----- Records to use -----
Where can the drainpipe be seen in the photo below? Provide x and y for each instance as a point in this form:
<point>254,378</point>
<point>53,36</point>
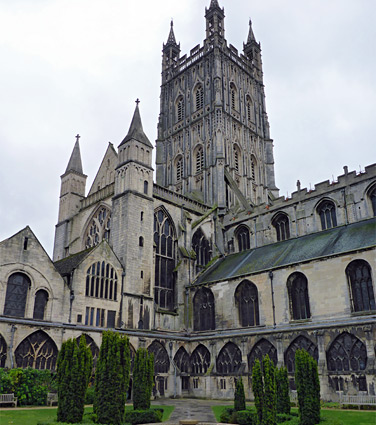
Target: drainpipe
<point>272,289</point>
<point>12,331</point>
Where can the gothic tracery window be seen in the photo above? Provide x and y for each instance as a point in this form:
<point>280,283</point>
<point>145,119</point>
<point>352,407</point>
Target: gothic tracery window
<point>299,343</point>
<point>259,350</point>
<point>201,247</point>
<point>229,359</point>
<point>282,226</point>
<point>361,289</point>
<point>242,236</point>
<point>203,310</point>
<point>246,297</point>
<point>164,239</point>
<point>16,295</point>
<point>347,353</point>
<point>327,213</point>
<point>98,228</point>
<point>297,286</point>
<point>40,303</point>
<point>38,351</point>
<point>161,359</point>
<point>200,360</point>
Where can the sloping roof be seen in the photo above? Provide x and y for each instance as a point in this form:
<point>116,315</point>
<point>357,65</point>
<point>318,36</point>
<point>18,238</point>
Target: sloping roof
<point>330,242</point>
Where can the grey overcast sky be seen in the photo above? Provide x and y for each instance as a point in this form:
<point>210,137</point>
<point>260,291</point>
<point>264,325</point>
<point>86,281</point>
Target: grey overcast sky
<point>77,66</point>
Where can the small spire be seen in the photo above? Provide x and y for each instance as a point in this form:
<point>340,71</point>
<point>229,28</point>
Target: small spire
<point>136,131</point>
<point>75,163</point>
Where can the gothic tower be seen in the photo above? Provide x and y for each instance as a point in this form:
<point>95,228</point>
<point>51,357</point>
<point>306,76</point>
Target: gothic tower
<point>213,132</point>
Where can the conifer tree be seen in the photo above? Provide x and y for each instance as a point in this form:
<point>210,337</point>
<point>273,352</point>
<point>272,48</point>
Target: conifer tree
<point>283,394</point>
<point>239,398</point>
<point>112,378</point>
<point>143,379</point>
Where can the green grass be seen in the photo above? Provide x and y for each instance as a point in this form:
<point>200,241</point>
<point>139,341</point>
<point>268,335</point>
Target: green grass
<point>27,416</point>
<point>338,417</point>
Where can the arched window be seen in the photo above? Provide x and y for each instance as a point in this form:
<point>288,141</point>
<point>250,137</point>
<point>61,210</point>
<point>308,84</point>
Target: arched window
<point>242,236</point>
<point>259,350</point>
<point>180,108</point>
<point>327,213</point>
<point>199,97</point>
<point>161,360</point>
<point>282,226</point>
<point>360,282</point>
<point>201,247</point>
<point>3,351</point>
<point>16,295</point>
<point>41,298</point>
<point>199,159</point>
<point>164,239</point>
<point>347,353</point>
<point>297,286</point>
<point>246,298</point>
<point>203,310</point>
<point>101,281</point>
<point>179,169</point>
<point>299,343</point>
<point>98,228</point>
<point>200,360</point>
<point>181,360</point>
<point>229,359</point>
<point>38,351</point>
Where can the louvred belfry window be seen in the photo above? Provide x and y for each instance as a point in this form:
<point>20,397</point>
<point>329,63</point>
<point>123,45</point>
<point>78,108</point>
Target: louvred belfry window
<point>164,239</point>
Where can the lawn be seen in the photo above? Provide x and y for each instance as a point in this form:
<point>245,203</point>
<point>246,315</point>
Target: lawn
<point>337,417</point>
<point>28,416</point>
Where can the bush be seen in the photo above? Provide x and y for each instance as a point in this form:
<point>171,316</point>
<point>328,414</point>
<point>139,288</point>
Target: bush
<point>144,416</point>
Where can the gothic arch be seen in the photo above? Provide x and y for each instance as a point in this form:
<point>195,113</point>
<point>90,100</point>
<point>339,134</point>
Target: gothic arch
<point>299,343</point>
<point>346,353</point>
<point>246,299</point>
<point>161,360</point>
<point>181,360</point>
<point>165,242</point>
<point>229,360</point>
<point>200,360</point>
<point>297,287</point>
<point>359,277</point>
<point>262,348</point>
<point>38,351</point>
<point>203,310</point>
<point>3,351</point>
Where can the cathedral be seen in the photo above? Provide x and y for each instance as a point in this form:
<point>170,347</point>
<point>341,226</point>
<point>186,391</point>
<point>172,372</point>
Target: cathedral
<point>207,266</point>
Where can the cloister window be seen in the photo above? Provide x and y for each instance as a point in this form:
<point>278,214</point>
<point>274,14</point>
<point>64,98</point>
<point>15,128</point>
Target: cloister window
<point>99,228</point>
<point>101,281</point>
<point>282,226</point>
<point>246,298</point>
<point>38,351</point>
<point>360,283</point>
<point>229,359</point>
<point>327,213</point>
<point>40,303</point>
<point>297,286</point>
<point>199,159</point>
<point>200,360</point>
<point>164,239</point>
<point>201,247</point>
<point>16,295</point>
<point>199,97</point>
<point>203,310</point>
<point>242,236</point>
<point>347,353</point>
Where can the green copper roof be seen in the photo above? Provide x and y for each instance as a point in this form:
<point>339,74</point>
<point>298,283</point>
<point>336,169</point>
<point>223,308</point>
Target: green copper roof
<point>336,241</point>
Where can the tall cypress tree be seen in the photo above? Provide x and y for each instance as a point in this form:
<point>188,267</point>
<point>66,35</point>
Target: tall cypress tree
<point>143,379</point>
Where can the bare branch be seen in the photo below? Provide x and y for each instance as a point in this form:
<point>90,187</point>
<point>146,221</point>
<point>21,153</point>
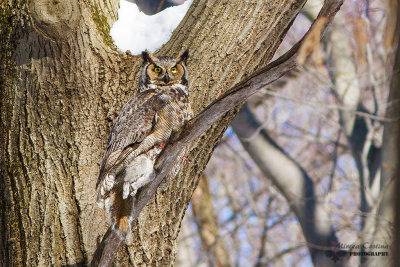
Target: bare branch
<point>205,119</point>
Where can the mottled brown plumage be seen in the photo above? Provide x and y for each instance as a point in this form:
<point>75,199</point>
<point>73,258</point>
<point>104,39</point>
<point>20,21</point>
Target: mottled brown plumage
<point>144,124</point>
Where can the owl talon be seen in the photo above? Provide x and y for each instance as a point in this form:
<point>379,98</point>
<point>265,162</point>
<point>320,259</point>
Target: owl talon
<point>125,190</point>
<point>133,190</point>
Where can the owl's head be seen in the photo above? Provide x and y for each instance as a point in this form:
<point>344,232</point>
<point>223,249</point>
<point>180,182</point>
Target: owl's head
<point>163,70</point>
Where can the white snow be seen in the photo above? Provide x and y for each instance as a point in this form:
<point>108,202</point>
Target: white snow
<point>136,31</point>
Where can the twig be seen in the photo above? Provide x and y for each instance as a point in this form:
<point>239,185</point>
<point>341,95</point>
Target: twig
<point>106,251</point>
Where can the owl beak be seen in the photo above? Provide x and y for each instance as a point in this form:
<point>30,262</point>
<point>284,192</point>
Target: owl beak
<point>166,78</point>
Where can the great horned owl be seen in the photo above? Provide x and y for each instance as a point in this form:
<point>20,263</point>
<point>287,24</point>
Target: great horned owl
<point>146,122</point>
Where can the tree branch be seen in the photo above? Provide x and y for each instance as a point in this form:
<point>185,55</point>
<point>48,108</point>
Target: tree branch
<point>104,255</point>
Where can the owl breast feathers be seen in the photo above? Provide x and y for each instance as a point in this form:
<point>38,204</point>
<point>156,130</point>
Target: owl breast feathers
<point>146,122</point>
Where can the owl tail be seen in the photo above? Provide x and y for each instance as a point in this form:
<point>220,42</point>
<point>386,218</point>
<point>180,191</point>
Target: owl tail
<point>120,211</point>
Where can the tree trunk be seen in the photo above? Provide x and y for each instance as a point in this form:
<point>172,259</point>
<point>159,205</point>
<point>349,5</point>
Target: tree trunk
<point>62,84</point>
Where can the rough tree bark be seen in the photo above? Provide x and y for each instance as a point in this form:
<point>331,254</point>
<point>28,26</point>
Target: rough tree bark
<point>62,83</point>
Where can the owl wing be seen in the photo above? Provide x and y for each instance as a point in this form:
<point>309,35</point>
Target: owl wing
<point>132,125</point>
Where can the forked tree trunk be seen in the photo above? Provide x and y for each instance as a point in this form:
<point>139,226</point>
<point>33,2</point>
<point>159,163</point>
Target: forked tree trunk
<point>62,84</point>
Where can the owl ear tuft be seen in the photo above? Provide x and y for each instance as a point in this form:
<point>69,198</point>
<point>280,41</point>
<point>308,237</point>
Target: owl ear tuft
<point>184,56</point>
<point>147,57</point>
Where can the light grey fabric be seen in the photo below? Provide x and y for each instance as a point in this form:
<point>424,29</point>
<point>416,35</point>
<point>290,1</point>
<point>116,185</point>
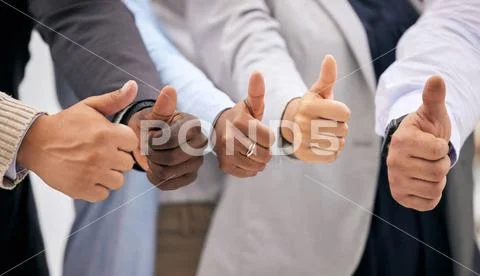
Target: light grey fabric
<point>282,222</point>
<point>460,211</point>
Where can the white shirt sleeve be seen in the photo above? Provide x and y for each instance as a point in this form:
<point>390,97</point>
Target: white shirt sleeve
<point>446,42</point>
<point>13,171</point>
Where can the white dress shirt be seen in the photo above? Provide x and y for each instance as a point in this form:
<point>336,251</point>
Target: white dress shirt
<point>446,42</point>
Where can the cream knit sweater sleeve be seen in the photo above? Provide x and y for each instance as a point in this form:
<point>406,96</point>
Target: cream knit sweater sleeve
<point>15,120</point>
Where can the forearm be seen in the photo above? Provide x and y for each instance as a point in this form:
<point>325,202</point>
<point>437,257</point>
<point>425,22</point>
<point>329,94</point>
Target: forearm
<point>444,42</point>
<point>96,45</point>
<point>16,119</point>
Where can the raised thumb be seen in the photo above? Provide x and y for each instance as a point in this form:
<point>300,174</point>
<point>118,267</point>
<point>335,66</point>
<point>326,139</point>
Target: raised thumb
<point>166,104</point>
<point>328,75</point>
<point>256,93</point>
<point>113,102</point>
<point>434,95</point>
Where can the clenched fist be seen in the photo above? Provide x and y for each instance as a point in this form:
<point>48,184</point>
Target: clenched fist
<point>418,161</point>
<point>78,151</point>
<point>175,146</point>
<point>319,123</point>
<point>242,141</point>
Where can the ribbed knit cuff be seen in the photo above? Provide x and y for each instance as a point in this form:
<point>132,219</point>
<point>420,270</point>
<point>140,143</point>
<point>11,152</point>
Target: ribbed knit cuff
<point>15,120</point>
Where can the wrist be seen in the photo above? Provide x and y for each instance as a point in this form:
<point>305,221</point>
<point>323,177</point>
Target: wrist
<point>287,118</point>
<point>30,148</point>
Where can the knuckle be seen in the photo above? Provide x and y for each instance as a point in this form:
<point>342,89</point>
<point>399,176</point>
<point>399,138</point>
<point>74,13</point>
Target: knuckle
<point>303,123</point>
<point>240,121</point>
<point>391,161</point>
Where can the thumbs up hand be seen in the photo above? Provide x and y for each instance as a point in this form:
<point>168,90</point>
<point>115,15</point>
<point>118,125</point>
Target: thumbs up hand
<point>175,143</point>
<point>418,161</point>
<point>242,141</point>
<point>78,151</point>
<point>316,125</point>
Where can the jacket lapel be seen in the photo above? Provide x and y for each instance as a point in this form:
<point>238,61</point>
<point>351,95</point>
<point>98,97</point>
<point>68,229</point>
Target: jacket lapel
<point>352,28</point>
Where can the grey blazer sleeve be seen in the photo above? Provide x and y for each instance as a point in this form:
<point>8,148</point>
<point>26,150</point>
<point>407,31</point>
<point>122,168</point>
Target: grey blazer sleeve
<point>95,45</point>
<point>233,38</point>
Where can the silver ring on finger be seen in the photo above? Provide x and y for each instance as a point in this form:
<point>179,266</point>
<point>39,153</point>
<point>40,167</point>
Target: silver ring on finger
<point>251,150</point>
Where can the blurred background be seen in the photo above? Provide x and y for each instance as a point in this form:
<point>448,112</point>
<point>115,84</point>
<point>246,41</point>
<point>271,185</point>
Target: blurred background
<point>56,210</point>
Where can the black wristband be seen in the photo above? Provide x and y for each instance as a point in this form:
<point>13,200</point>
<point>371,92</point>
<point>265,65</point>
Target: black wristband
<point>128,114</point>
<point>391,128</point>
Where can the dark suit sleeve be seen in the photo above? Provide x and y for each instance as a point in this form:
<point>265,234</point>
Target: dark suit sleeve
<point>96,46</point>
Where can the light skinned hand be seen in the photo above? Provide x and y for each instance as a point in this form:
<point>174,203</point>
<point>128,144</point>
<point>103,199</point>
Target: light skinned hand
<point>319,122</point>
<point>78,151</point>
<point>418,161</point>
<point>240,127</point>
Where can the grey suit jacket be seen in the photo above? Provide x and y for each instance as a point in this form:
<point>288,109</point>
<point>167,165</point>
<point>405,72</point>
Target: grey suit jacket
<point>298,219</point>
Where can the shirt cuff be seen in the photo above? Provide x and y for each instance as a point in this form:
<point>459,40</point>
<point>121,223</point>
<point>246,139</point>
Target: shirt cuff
-----
» What to work on: From the records above, tally every line that includes the word "below" and reply with the total by itself.

» Result for this exercise: 3